### [What is needed]
Copy out the lines of the material below from the line with "the snow in" to the line with "[[123, 192]]", both included, and leave the pictures out of your answer.

### [Supplied records]
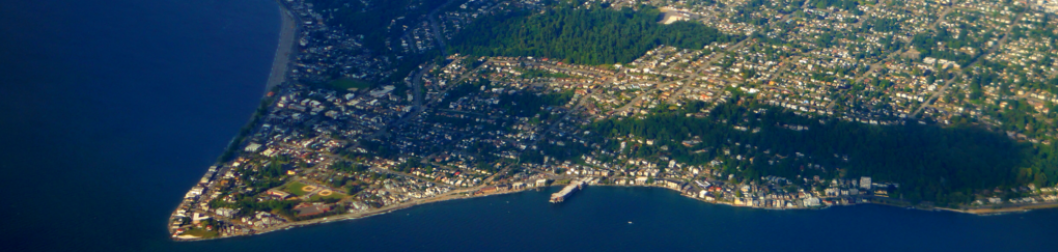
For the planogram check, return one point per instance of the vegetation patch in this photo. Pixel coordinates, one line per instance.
(346, 84)
(295, 189)
(576, 35)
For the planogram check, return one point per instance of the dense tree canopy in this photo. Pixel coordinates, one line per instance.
(946, 165)
(581, 36)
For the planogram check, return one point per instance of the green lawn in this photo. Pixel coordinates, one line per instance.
(295, 189)
(345, 84)
(335, 195)
(202, 233)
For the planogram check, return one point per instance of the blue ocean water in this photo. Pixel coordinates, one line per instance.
(110, 110)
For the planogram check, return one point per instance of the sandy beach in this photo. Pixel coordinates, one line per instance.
(284, 52)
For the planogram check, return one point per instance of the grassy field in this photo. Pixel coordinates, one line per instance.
(295, 189)
(345, 84)
(202, 233)
(335, 196)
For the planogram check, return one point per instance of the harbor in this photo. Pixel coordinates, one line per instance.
(569, 190)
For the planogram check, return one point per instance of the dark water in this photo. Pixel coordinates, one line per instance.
(110, 110)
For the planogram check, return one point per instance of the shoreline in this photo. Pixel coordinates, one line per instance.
(470, 195)
(285, 50)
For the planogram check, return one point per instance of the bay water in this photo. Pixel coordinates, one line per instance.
(110, 110)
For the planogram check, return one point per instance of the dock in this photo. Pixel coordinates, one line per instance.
(566, 192)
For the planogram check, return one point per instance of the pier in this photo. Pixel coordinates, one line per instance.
(572, 186)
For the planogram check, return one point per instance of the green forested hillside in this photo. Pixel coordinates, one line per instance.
(581, 36)
(945, 165)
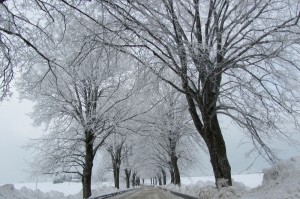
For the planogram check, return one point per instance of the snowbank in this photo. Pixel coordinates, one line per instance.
(46, 190)
(9, 192)
(282, 181)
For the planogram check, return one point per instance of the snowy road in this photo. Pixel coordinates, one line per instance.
(147, 193)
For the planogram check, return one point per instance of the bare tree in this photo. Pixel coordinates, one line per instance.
(237, 58)
(80, 102)
(118, 152)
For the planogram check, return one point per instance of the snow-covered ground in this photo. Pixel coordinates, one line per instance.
(282, 181)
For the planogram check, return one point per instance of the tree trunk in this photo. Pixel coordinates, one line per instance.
(164, 176)
(117, 176)
(211, 133)
(159, 179)
(133, 179)
(218, 156)
(176, 171)
(87, 170)
(127, 176)
(172, 175)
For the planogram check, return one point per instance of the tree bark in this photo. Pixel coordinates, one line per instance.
(127, 176)
(211, 133)
(164, 176)
(172, 175)
(116, 176)
(218, 155)
(133, 179)
(87, 170)
(176, 171)
(159, 179)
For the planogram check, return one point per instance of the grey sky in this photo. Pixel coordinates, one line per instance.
(16, 127)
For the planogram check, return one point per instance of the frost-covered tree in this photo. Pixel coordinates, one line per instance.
(80, 103)
(172, 133)
(236, 58)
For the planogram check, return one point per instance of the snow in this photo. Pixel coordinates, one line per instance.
(48, 190)
(282, 181)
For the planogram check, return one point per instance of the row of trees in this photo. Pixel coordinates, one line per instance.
(86, 64)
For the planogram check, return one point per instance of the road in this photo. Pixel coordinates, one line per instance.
(147, 193)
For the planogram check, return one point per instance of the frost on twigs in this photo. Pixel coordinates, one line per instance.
(221, 182)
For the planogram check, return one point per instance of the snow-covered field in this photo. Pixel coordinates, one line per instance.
(282, 181)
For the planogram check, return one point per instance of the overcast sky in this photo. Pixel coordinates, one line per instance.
(16, 127)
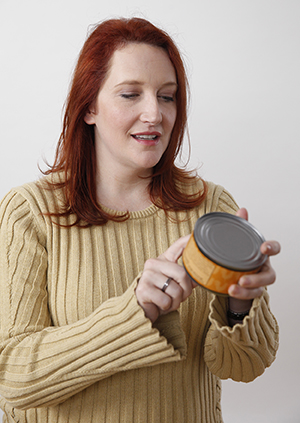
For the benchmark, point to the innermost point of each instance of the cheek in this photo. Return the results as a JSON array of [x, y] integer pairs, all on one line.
[[171, 118]]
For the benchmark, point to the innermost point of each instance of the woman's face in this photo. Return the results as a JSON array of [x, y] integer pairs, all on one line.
[[135, 110]]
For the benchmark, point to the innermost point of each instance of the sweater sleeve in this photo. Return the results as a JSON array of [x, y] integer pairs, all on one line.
[[43, 365], [244, 351]]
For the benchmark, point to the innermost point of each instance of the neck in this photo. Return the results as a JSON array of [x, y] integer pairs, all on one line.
[[123, 192]]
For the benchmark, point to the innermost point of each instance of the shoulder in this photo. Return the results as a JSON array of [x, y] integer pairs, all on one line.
[[30, 201], [219, 199]]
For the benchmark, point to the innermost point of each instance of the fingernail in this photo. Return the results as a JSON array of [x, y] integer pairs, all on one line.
[[232, 289], [244, 282]]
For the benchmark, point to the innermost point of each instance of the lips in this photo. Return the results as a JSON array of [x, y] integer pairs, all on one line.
[[147, 136]]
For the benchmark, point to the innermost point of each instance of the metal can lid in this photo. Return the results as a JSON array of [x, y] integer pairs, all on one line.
[[229, 241]]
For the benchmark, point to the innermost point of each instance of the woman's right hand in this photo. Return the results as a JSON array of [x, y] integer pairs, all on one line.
[[156, 271]]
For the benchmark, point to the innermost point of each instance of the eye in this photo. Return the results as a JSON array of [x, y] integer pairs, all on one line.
[[167, 98], [129, 95]]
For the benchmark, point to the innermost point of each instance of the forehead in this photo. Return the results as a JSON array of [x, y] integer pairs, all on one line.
[[139, 61]]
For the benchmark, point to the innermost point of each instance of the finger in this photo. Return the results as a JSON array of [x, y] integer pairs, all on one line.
[[243, 213], [265, 277], [241, 293], [175, 292], [271, 248], [175, 250]]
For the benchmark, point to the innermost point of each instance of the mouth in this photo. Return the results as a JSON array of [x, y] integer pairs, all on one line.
[[147, 138]]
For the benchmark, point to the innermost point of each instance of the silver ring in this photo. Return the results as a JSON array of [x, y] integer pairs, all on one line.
[[166, 284]]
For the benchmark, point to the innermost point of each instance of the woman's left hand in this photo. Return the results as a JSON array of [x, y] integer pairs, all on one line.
[[252, 286]]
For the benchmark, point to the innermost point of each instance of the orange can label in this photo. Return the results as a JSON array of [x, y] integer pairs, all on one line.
[[207, 273]]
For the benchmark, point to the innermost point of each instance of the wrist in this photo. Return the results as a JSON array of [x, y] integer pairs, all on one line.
[[239, 306]]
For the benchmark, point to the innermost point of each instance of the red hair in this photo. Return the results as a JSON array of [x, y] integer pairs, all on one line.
[[75, 154]]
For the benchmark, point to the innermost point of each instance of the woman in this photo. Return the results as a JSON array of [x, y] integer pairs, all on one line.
[[99, 321]]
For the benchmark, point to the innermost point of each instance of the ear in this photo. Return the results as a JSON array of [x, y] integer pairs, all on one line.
[[89, 118]]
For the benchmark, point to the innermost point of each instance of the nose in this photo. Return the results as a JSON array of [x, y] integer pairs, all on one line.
[[151, 111]]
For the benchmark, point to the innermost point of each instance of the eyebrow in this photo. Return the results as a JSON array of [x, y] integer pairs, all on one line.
[[133, 82]]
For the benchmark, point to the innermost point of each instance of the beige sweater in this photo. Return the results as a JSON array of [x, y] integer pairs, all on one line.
[[75, 345]]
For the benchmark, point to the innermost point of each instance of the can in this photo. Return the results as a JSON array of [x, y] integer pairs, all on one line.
[[221, 249]]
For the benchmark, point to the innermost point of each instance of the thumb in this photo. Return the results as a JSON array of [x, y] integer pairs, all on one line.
[[243, 213], [174, 252]]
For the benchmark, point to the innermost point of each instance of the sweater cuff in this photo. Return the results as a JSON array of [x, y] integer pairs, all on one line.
[[241, 352], [169, 326]]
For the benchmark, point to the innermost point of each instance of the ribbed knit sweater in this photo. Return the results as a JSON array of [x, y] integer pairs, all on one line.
[[75, 346]]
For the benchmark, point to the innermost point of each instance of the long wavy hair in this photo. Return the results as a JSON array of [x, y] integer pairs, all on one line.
[[75, 153]]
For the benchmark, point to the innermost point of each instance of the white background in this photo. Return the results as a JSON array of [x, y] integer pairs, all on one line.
[[243, 61]]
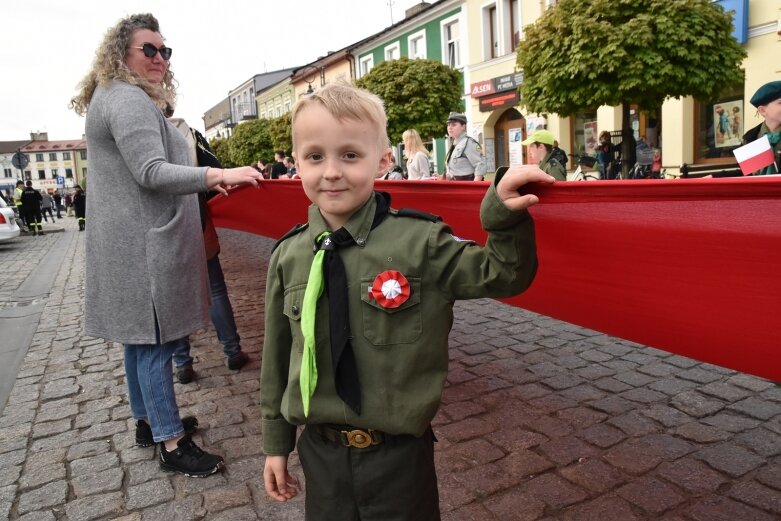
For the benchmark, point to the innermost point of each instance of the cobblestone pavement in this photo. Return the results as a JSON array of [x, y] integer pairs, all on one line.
[[541, 420]]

### [Result for this task]
For the planogram check, return one point per instance of the snow in this photo. Pixel coordinates, one line per instance.
(48, 190)
(282, 181)
For the planogram check, return one point per instance of the row of trees in this photo. Pixel coordinates, one line per instance.
(86, 64)
For the planogram check, return one point per instance of the road in this photo. Pixel coordinates, one line per instance.
(147, 193)
For the planogram check, return one point per instance of the frost on twigs in this photo. Pixel coordinates, one line per instance.
(221, 182)
For the planogram check, return one point per instance of the snow-covered field in this photo. Pixel coordinates, one line per instance.
(282, 181)
For the planogram check, return one point per instance of the overcast sky in this photo. Pixel coordinates, one line per instance.
(16, 127)
For the benchmark, point to the innermost point of each instance of the cheek in this photo. Return the results as a JSON array of [x, y] integer pairs, all on one line.
[[171, 118]]
For the benchmark, point to the innermost point of each instance of the woman's face in this photo. Return the results as a JSON array of [x, y] integer pairs, all on one line.
[[135, 110]]
For the benchmark, point to the innermost point of each instance of the sweater sleeve in this photo. Return the results as a JSON array of [x, y] integer pairs, all on one line.
[[43, 365], [244, 351]]
For the benchmark, point to the innermost point of each instance of the neck in this photo. Return the results as a JSON array of [x, y] integer pairs, all on one line.
[[123, 192]]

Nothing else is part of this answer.